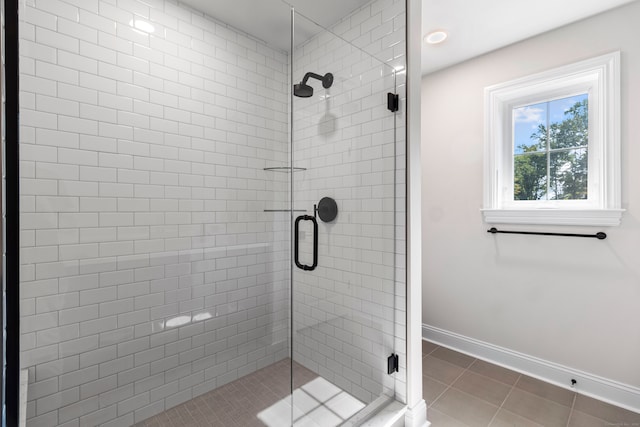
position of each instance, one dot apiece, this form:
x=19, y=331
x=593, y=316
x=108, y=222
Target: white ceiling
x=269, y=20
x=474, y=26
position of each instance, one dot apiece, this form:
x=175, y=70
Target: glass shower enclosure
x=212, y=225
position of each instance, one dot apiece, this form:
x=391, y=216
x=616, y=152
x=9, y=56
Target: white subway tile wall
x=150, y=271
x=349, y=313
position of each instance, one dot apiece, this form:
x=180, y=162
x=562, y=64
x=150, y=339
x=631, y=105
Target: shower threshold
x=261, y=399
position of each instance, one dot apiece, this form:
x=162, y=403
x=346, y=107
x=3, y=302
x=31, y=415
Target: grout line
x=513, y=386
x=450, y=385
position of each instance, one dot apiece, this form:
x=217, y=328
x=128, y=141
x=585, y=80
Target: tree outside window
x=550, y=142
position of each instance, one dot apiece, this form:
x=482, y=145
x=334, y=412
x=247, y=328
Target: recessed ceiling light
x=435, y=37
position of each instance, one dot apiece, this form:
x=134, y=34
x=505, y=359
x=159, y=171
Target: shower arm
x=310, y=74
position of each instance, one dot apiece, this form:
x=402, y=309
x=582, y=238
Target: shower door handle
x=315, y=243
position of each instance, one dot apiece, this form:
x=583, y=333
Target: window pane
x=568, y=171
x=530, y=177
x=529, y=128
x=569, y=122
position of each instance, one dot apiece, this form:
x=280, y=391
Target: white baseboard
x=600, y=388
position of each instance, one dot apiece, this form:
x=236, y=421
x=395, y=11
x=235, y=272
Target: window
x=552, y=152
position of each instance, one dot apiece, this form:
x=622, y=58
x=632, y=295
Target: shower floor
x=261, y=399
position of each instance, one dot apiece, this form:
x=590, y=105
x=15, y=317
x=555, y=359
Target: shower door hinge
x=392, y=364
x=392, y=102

* * *

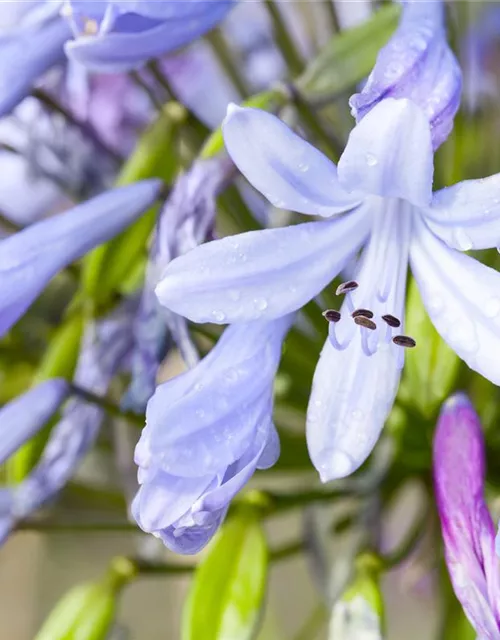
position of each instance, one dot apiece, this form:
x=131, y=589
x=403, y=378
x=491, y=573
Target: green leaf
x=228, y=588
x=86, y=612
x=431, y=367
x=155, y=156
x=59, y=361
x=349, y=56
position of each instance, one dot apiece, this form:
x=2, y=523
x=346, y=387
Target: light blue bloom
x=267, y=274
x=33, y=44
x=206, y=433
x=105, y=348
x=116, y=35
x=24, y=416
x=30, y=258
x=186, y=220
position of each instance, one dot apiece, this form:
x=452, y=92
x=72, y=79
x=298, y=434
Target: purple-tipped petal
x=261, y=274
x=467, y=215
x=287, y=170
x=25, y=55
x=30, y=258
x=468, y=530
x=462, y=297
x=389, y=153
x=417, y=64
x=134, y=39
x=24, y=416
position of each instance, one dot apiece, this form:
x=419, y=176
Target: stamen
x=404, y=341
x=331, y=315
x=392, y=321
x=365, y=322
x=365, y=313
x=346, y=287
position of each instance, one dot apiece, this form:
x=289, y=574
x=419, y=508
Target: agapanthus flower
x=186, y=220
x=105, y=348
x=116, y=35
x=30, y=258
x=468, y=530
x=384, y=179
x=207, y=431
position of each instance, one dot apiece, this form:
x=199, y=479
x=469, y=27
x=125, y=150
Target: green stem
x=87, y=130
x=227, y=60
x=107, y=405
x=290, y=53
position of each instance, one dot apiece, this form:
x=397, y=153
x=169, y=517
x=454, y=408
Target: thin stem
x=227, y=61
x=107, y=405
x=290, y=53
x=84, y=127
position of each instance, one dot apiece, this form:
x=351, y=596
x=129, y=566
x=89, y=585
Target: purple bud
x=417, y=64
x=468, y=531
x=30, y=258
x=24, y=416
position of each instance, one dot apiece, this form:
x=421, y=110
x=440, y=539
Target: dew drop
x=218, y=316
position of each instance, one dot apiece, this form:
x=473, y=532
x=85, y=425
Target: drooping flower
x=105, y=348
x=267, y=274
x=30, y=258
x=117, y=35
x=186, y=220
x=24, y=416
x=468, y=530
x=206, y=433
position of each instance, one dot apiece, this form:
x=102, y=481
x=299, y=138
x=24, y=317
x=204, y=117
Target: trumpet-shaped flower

### [Work task]
Reproducing the whole listing above is not the task. Copy exactly only the lines from the one with "Target: thin stem" to the one with "x=85, y=425", both kept.

### [Solution to the exercise]
Target: thin stem
x=227, y=61
x=107, y=405
x=290, y=53
x=84, y=127
position of each instance, one dot apiece, this form:
x=351, y=596
x=129, y=566
x=89, y=585
Target: purple bud
x=417, y=64
x=468, y=531
x=30, y=258
x=24, y=416
position of each instance, one dot apiece, this form:
x=421, y=110
x=440, y=539
Target: dew drop
x=218, y=316
position of each instance, one dot apiece, this form:
x=473, y=532
x=85, y=425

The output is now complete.